### TASK DESCRIPTION:
Format every line of the items below as a numbered list, skipping blank lines and leaving out the pictures.

### EXTRACTED DATA:
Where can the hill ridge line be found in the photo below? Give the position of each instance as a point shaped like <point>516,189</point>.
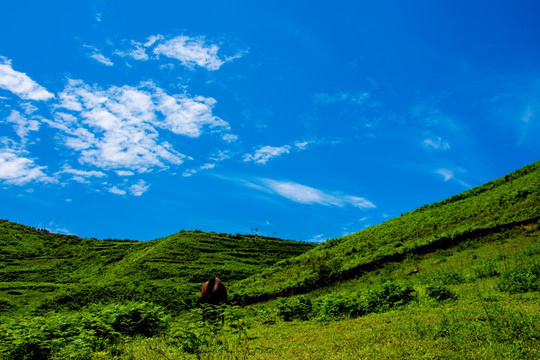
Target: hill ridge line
<point>443,242</point>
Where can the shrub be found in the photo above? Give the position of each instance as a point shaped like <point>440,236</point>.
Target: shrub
<point>340,305</point>
<point>389,295</point>
<point>440,293</point>
<point>144,318</point>
<point>297,308</point>
<point>521,279</point>
<point>77,334</point>
<point>450,277</point>
<point>487,269</point>
<point>5,305</point>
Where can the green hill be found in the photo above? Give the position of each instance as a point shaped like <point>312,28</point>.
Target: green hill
<point>500,204</point>
<point>41,270</point>
<point>459,279</point>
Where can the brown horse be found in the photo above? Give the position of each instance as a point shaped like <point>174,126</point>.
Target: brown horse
<point>213,292</point>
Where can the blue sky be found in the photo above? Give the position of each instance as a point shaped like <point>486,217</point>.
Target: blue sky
<point>305,120</point>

### EXERCISE ANSWER:
1. Where can the hill ridge line be found in the photo below? Give the position of each instance as a point shaped like <point>516,189</point>.
2. Target: hill ridge line
3. <point>443,242</point>
4. Where can the shrub be found in the photo above? Give the position of each instance as a point shaped like <point>440,236</point>.
5. Target: shrub
6. <point>340,305</point>
7. <point>389,295</point>
8. <point>440,293</point>
9. <point>144,318</point>
10. <point>297,308</point>
11. <point>521,279</point>
12. <point>77,334</point>
13. <point>450,277</point>
14. <point>487,269</point>
15. <point>5,305</point>
16. Where can the green hill be found in the photo above? Give the position of each instance as a point shaped like <point>312,28</point>.
17. Target: green hill
18. <point>500,204</point>
19. <point>41,270</point>
20. <point>459,279</point>
21. Where can the brown horse be found in the photo above? Give the position of each instance as a point shaped like <point>174,126</point>.
22. Target: brown horse
23. <point>213,292</point>
24. Where can the blue sky be found in the photo above? Give the position of each instance as a point shaped like <point>486,217</point>.
25. Target: blue sky
26. <point>305,120</point>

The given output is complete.